BRIEF A — In the essay on wearing masks, how many people did the writer notice in one store with their noses out?
BRIEF B — Reproduce the essay on wearing masks from "Wearing a mask" to "headed my way." with no changes.

SELECTED PASSAGE —
Wearing a mask without covering the nose is like wearing gloves with holes to let fingers out.  If we're going to wear masks, we should be wearing them the right way.

As I was out shopping last weekend, I noticed four people just in one store who were walking around with their noses out.

There was a sign on the front door of the store that said masks were required to enter so they obeyed that rule, but after a few minutes walking around the store, they had managed to pull the mask pulled down to rest underneath their noses. The mouth was covered, but the nose was bare, which meant one unexpected sneeze and their droplets could be headed my way.

I know masks aren't comfortable.  I like wearing them about as much as I like getting my eyebrows waxed, but I endure that pain because it's the right thing to do. I've heard the arguments about mask mandates creeping too much into personal space and I understand, but I also tend to think it's a very simple and temporary thing to do to try to kick the virus to the curb.  Although I don't want fabric on my face, I'll put it there out of respect for the rules.

It's hard to breathe under a mask.  My ears get tired of holding it on my face.  Once it's positioned in at least a semi-comfortable spot with a little bit of airflow, it starts riding up my nose and needs to be resituated.  Sometimes it reaches my eyelashes and makes me blink.  And then I think of the news stories I saw on TV in January about the problems they were having with some new virus in China and they had to wear masks, and I can't believe that those same germs have traveled the globe and I'm part of that story now.  It's all insane.

I think it's safe to say we all hope masks go away soon.  But since it's unlikely that will magically happen, the least we can do is show a little kindness to each other and pull the masks up over our noses.  The sooner we do that, the sooner we might be able to get back to having naked faces again, and fellow customers in the stores will be able to tell if we're smiling or not.

Oh, and can we make hats that guarantee a 6-foot separation?  Wide-rimmed headpieces may make it easier to keep a social distance.   We'll be watching for those next.

[Dataset entries]
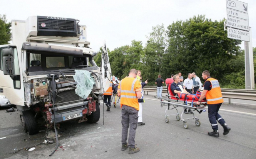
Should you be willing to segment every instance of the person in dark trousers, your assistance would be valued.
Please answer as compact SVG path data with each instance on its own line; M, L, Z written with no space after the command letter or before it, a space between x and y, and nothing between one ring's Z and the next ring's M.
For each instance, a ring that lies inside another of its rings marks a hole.
M213 130L212 132L208 132L208 134L212 136L219 137L218 121L223 127L223 135L226 135L228 134L231 129L228 126L224 119L218 113L224 102L219 82L217 80L210 76L210 73L208 70L203 72L202 77L205 80L204 90L196 104L199 105L202 100L206 97L208 104L208 116Z
M161 78L161 75L158 75L158 78L156 80L156 84L157 90L157 98L162 98L162 91L163 90L164 80Z
M122 79L118 85L117 96L120 97L122 112L122 148L124 151L129 148L129 154L140 151L135 146L135 134L138 125L139 105L138 99L141 98L141 85L136 79L137 71L130 70L129 76ZM128 130L130 126L129 139L127 143Z
M110 111L110 107L111 106L111 96L113 94L113 92L114 90L114 85L113 82L110 82L109 83L109 87L107 90L103 94L104 98L104 103L105 103L107 108L107 111Z

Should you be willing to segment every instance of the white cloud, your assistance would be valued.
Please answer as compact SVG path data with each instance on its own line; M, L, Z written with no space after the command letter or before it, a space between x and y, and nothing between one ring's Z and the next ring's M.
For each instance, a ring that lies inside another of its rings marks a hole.
M253 46L256 47L256 1L248 4L249 24L252 28ZM73 18L86 25L90 47L97 51L106 40L110 50L132 40L142 41L152 27L163 23L167 27L176 20L205 15L212 20L226 17L225 0L8 0L1 1L0 14L9 21L25 20L33 15ZM243 42L241 46L244 48Z

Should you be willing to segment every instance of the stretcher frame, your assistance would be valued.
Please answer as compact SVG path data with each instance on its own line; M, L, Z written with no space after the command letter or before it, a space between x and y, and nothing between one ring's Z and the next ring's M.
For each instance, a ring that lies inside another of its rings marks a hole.
M168 123L169 122L169 119L168 118L168 116L176 115L176 119L177 121L180 121L181 119L181 121L183 122L183 127L185 129L187 129L188 128L188 124L187 123L187 121L186 120L189 120L189 119L195 119L195 120L196 120L195 122L196 125L197 126L200 126L201 123L199 121L199 119L195 116L195 114L194 113L194 111L196 110L200 114L203 111L203 110L205 110L205 107L207 103L206 102L201 103L200 106L197 106L198 105L195 104L195 103L196 103L197 101L195 101L193 102L192 102L187 101L186 102L187 104L186 104L186 103L184 103L184 101L185 100L180 100L179 97L170 95L168 95L167 96L168 97L168 98L159 98L161 104L161 107L162 107L163 106L168 105L168 107L167 107L165 110L165 117L164 120L166 122ZM171 98L169 98L169 97ZM175 98L176 99L172 99L172 97ZM172 105L173 107L173 108L171 108L171 110L173 110L174 109L175 109L176 110L177 113L175 114L167 115L167 110L170 109L170 106L171 105ZM195 106L196 106L196 107L194 107ZM178 107L181 107L183 108L180 116L179 115L178 110L176 109L176 108ZM187 108L191 109L191 110L192 110L192 111L186 113L187 114L190 113L192 114L193 115L192 117L186 118L183 118L183 115L184 113L184 111L185 109Z

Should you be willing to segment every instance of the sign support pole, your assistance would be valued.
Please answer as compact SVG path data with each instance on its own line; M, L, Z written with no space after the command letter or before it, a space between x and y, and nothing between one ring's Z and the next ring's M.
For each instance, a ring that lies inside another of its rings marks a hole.
M251 28L249 28L250 41L244 41L244 62L245 64L245 89L253 89L255 88L253 67L253 53Z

ANSWER BOX A — Four.

ANSWER BOX B —
Wearing a mask without covering the nose is like wearing gloves with holes to let fingers out.  If we're going to wear masks, we should be wearing them the right way.

As I was out shopping last weekend, I noticed four people just in one store who were walking around with their noses out.

There was a sign on the front door of the store that said masks were required to enter so they obeyed that rule, but after a few minutes walking around the store, they had managed to pull the mask pulled down to rest underneath their noses. The mouth was covered, but the nose was bare, which meant one unexpected sneeze and their droplets could be headed my way.